** Extracted material follows **

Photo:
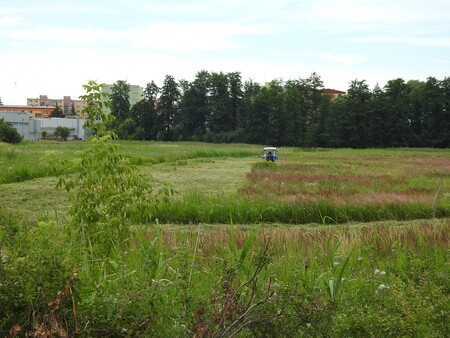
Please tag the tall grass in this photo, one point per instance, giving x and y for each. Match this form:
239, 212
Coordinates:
195, 207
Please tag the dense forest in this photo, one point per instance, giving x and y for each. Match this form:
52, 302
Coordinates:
221, 107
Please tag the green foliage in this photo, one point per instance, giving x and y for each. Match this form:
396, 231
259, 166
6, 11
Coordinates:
97, 121
107, 193
8, 134
120, 100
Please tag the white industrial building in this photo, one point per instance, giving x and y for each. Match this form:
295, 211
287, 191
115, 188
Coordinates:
31, 129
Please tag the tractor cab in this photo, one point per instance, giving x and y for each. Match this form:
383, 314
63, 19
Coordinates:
270, 154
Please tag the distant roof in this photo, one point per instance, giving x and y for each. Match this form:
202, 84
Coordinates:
332, 91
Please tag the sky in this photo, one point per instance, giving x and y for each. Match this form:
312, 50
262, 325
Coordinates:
52, 47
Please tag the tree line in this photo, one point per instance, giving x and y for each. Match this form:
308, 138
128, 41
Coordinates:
222, 108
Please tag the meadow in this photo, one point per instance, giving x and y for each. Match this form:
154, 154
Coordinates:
325, 242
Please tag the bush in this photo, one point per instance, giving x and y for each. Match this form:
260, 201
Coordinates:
8, 134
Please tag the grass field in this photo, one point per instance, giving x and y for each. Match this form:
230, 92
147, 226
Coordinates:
325, 242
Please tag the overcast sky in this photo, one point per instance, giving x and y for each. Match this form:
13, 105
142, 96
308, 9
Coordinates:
52, 47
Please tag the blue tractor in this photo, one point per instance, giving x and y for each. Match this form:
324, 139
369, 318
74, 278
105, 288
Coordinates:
270, 154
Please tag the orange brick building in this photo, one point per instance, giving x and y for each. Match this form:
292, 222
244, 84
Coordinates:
33, 112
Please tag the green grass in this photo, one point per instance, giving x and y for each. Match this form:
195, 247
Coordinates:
216, 183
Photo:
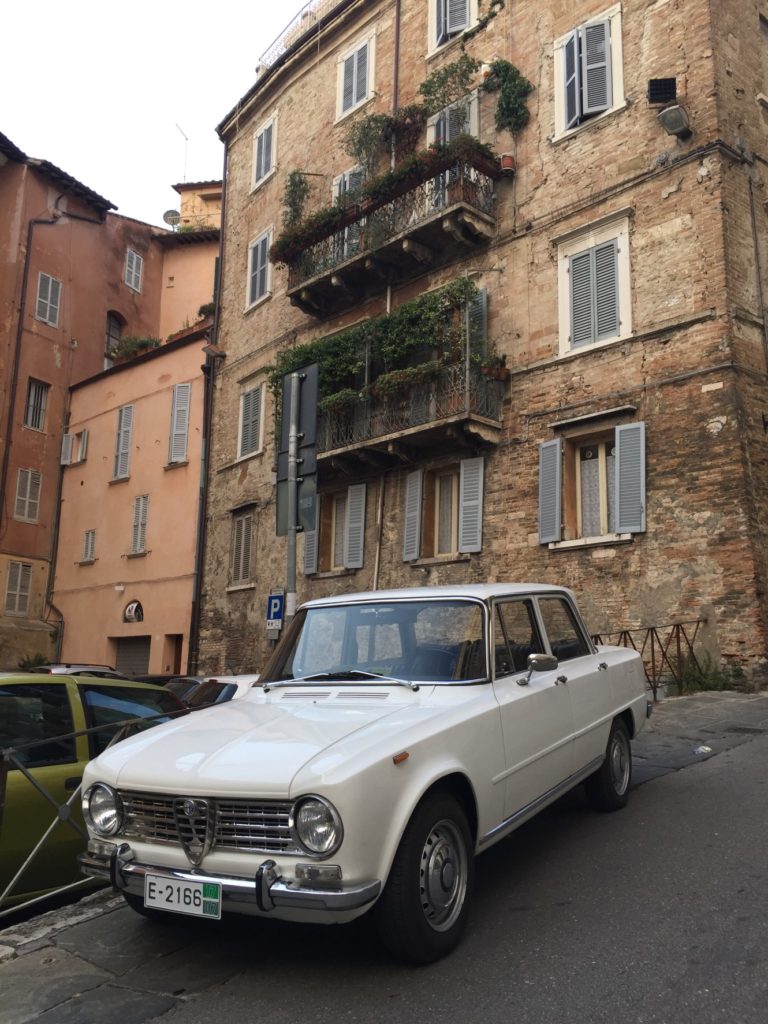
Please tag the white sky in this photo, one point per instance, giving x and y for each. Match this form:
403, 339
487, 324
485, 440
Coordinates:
98, 88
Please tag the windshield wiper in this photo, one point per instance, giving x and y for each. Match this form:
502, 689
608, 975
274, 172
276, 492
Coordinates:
343, 676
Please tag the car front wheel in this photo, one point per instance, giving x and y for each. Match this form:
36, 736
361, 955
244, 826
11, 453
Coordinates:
608, 787
422, 912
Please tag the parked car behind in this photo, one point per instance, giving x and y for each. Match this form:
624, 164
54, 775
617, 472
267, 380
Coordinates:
392, 736
38, 716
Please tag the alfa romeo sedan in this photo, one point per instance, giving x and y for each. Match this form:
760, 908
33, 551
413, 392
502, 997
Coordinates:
391, 737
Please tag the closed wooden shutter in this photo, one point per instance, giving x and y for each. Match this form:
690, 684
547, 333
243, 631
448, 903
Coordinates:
470, 505
550, 492
630, 479
412, 524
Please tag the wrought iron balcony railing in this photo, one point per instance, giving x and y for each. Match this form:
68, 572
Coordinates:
458, 392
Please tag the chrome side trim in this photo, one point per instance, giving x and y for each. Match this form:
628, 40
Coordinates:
536, 805
261, 890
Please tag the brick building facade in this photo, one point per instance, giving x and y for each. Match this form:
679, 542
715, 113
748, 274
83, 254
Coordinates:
619, 271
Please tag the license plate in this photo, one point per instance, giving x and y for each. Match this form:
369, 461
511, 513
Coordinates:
201, 899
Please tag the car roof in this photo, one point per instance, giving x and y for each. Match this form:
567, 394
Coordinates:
477, 591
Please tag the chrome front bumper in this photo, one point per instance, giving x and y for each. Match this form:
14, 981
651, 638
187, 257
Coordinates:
265, 890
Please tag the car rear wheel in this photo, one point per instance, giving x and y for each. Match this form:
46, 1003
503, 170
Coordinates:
608, 787
422, 912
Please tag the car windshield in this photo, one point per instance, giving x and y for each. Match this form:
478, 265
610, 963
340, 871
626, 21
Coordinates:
437, 641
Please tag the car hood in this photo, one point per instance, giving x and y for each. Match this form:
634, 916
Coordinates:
258, 740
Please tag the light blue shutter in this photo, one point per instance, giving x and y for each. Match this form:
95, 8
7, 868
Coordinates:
596, 68
606, 290
550, 491
412, 523
355, 526
582, 299
630, 470
179, 423
572, 81
470, 505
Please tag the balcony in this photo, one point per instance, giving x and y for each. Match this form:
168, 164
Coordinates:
427, 224
459, 407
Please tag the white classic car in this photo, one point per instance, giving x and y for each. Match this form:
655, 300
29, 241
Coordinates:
391, 737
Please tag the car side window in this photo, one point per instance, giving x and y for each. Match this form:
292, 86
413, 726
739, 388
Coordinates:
565, 638
516, 636
36, 721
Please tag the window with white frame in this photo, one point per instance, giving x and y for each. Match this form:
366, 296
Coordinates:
263, 151
449, 18
443, 511
592, 484
589, 74
241, 556
179, 424
74, 448
17, 588
48, 299
89, 546
338, 541
134, 268
138, 530
27, 505
355, 76
594, 287
258, 268
122, 466
37, 399
251, 416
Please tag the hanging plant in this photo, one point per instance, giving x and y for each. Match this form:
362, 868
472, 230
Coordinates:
511, 111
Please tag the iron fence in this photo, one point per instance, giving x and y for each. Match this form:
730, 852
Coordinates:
668, 651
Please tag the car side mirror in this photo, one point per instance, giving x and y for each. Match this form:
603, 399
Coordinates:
539, 663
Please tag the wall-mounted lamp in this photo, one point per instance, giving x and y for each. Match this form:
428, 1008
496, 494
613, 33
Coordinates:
674, 120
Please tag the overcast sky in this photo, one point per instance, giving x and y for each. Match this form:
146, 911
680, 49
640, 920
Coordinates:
108, 91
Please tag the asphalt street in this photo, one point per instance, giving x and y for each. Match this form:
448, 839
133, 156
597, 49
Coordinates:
652, 915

** End of Extracted material **

◆ **What the exercise asks**
Return every line of the records in which the word "wheel" is found.

◆ **Written response**
Please tag the car front wheel in this photo, one point per instance, giving x and y for each. Match this form:
Please tag the car rear wheel in this photo, one point per instance, giving x and y for each. Match this form:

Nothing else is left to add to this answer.